Entries supplied
>>>>

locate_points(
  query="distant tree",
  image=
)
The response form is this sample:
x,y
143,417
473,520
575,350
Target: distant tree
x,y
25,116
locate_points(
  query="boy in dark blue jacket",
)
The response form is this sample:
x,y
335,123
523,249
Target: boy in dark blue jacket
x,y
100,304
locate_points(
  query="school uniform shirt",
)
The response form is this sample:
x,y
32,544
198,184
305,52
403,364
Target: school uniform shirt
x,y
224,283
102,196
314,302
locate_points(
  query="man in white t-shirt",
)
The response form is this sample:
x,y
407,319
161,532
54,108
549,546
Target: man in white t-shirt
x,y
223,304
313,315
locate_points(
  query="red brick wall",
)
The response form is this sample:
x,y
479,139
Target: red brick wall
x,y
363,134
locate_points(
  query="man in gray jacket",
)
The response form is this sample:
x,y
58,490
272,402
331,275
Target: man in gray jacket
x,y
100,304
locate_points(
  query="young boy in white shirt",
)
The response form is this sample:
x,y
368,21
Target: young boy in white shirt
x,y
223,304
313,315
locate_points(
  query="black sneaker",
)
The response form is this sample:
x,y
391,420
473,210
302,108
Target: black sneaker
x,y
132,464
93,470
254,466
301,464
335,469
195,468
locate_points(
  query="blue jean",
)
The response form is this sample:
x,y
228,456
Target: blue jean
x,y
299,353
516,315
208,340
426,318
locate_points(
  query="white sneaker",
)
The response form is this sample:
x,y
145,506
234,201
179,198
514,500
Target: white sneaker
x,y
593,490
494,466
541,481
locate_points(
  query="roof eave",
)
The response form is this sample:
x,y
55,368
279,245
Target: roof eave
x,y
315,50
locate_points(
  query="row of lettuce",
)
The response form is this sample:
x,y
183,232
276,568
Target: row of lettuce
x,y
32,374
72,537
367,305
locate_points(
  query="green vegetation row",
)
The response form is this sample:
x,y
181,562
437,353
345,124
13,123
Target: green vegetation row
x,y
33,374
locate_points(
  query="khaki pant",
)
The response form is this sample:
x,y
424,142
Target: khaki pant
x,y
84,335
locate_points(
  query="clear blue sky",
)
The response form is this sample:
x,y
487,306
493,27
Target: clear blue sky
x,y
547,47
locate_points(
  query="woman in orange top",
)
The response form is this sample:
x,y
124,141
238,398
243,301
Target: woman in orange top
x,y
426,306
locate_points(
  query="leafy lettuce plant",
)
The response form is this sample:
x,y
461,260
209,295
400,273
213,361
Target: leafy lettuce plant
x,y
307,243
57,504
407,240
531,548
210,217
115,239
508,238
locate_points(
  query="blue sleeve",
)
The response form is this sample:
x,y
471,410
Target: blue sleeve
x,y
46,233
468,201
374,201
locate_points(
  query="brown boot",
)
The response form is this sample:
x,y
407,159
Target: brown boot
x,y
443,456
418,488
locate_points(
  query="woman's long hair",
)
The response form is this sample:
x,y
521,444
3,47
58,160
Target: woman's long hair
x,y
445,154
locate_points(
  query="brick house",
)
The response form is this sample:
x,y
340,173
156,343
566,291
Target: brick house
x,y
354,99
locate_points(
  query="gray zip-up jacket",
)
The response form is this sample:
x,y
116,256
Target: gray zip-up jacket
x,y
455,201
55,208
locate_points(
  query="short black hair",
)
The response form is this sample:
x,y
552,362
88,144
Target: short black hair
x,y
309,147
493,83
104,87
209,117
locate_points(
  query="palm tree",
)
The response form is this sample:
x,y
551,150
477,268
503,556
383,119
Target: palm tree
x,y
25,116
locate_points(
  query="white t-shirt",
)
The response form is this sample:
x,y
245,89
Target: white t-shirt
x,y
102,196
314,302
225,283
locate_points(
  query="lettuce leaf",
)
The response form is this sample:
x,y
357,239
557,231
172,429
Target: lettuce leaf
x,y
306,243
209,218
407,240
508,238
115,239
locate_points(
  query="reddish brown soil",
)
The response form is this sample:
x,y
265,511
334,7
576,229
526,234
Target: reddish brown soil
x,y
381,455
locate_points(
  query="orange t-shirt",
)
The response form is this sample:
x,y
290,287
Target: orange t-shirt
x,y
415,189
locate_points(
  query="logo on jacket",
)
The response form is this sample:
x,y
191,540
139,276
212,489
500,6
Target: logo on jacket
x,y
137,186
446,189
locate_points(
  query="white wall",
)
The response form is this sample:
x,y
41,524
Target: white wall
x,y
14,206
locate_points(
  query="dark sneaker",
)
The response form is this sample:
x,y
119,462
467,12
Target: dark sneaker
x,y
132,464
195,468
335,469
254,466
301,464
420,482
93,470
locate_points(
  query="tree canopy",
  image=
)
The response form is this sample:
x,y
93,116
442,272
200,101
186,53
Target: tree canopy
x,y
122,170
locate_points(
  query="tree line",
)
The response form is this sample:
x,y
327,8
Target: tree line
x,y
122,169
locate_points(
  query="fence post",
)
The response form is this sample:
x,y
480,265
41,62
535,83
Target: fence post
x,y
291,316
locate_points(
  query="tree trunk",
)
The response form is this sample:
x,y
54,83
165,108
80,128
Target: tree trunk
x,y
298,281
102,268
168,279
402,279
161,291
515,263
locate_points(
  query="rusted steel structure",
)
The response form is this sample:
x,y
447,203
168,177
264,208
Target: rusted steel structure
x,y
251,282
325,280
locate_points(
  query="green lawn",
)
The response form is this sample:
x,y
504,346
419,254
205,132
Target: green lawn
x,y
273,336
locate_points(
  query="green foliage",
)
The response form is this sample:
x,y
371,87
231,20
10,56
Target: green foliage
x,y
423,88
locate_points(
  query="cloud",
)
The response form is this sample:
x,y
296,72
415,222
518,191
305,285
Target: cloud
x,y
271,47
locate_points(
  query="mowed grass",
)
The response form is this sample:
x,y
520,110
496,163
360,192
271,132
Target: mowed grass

<<<<
>>>>

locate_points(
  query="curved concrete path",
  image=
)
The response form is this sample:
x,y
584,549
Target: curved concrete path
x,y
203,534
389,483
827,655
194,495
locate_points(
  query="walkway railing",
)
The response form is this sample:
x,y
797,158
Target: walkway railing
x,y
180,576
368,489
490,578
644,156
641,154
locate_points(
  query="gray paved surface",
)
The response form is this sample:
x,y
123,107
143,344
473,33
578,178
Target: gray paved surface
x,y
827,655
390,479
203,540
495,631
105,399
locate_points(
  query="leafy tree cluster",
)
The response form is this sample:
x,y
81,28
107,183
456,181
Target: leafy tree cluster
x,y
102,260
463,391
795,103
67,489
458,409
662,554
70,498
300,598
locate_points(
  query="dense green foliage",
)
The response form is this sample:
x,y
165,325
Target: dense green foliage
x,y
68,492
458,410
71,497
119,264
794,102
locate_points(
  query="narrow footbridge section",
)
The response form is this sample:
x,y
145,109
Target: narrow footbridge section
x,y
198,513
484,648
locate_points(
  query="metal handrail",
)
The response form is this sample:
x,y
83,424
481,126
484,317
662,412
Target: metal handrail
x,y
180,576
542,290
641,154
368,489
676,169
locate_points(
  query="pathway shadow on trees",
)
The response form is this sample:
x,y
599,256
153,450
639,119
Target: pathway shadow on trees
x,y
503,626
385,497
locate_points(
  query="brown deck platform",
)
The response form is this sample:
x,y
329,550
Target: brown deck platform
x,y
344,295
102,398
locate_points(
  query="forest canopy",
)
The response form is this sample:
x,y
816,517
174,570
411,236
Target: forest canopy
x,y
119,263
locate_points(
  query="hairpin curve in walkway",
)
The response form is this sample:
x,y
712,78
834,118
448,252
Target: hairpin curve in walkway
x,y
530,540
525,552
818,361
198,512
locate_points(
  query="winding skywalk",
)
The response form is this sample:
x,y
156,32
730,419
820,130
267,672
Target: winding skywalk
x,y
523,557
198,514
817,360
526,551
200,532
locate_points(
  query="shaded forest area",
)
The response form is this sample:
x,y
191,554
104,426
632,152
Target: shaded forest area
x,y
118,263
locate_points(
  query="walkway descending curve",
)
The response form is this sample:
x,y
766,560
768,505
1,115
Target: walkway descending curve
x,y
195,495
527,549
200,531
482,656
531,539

<<<<

Exercise brief
Extract every line from the records above that contains the word "mowed".

Reply
  query="mowed grass",
Target: mowed grass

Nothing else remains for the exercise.